→ What to produce
The records beneath should be restated word for word.

→ Data for the task
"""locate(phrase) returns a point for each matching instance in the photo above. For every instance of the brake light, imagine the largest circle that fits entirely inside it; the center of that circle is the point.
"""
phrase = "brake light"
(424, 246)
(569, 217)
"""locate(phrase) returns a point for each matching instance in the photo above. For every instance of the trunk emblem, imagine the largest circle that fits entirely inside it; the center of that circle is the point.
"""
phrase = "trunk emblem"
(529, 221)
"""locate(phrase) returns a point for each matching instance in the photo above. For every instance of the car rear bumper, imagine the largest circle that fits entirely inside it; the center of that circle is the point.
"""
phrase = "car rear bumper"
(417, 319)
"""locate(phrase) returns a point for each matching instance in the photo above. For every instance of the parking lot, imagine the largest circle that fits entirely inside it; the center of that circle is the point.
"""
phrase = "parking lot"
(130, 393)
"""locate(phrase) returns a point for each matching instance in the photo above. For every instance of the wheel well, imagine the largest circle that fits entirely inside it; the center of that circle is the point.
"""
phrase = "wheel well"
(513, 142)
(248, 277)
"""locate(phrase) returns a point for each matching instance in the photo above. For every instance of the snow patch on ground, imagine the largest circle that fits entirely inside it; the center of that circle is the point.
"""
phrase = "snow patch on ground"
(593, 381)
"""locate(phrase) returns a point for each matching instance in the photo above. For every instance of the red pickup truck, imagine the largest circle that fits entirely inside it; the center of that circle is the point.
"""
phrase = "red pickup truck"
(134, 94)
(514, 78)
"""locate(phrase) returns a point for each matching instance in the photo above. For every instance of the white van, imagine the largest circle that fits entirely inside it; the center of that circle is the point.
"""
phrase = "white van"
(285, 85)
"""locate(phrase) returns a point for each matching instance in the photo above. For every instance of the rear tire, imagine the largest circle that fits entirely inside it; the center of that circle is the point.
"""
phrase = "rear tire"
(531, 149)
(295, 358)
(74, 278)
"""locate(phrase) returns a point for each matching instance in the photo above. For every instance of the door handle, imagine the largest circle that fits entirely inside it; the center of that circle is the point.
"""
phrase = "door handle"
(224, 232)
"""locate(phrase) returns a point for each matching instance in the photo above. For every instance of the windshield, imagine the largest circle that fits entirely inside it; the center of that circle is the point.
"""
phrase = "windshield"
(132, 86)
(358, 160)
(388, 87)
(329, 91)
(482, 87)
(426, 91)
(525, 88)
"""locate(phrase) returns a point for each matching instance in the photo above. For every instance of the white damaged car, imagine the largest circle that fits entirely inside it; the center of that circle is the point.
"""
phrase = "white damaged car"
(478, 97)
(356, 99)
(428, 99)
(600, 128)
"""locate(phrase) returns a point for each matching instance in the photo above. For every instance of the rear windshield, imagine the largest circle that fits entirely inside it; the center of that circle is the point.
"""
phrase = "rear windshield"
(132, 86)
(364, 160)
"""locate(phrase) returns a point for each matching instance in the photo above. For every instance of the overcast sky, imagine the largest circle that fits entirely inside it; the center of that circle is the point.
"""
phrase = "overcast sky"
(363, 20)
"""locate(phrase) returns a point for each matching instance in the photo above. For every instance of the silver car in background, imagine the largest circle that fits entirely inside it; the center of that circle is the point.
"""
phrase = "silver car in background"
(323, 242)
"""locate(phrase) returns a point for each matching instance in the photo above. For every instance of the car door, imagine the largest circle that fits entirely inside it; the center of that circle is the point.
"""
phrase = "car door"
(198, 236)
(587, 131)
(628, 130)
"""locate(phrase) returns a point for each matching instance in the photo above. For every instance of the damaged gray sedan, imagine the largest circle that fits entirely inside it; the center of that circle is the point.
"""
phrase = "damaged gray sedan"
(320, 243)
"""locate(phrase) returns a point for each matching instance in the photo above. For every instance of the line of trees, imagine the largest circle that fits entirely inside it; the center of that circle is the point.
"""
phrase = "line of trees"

→ Solved problem
"""locate(phrase) returns a point for each matching instance in the photo above. For every instance of the brake light, imagine the largest circle that fits entirely inside it; the center of that circle is the point.
"""
phrase = "brake light"
(424, 246)
(569, 217)
"""locate(phrase) returns a point for each matching instance in the photo above. For every instance of the trunk emblem, imagine the largest circle that fits entirely inside it; the center of that circle is the point.
"""
phrase = "trunk emblem"
(529, 221)
"""locate(phrase) returns a point for each matching instance in the photo above. For every instance of the car rear bumper, imagine the largest circle that fits entirely inside it; the center of that circle is the point.
"""
phrase = "car rear bumper"
(417, 319)
"""locate(phrase) returns a point for each matching instance in the photo above. For every instance of the parking lot, imagine the largest circle that fits entirely inside it; the center of that circle is the point.
"""
phrase = "parking lot"
(130, 393)
"""locate(phrase) returns a point for each matching instance in the photo above. For every instance of the wheel well, imagine the largest circle that fits entirely inside it; the center of that circle is the point.
"""
phrase = "wheel well"
(513, 142)
(248, 277)
"""locate(phrase) returns a point for each matching instance in the photo above. For every instance of the snow patch on ground, imagine the largest circle that fits entirely inside it; the center of that circle is the point.
"""
phrase = "snow patch on ground"
(593, 381)
"""locate(phrase) returns a point for each matching instance in the photo above. For every instance of the red pickup truck, imagine the largest circle that fits entirely inside it; the center of that circle is the point.
"""
phrase = "red pickup truck"
(134, 94)
(514, 78)
"""locate(phrase) returns a point for each matching instance in the photo above. For every instance of the white van, imagine the largest circle that fits entirely inside it; the center of that circle is the point.
"""
phrase = "white van"
(285, 85)
"""locate(phrase) returns a point for each matching instance in the photo above. For every instance of the rear tire, imagine the largest circle that fits entirely inside it; the center of that circle is the point.
"""
phrase = "rear tire"
(531, 149)
(295, 358)
(74, 278)
"""locate(phrase) returns a point for each matching instance in the photo above. For every instance of the door handle, imagine the largest circle that fits entirely inside it; the center of that circle is the point.
"""
phrase = "door handle"
(224, 232)
"""locate(phrase) returns a point for each matching instance in the photo above. For every instance of the windshield, imagine the largest circle that fits entirely inside it; the center of that circle is the point.
"""
phrase = "windshield"
(132, 86)
(358, 160)
(388, 87)
(329, 91)
(482, 87)
(426, 91)
(525, 88)
"""locate(phrase) returns a point for each matching instance in the photo above. For every instance of the white damaged car, imagine the largest circle that fits entirely inside it; the center of that circle is the point.
"""
phrase = "white damaged car"
(478, 97)
(356, 99)
(428, 99)
(600, 128)
"""locate(phrase) returns a point for each matching instance in the photo above. For every instance of the rear windshield, imagine the largest circle that fits entirely inside it; the center of that circle is the point.
"""
phrase = "rear windshield"
(132, 86)
(364, 160)
"""locate(phrase) returns a point for each matching instance in the photo above. For every instance of the overcast sky, imagine the largest circle that fits entirely inside it; the center of that circle is the point.
"""
phrase = "overcast sky"
(363, 20)
"""locate(phrase) returns a point for each matching instance in the photo above. For every instance of the silver car in background, imagine the largest circle that fits entirely inside it; the center of that circle is the point.
"""
phrase = "silver car in background"
(323, 242)
"""locate(phrase) returns a point for each matching instance in the photo above. For every instance of the car door, imagine the largest circle that fits entirely inside it; the center of that circle is the point.
"""
phrase = "car door"
(198, 236)
(587, 131)
(628, 130)
"""locate(phrase) returns a point for each matching instance in the photo above. For every instance of the damaged gray sedan, imagine the largest circle that fits entirely inside it; the center of that circle is the point.
"""
phrase = "damaged gray sedan"
(320, 243)
"""locate(phrase) returns a point for each matching instance in the photo above. For every instance of the line of trees, imagine the largest circle that fits entirely inside it; the center of that circle is the point.
"""
phrase = "line of trees"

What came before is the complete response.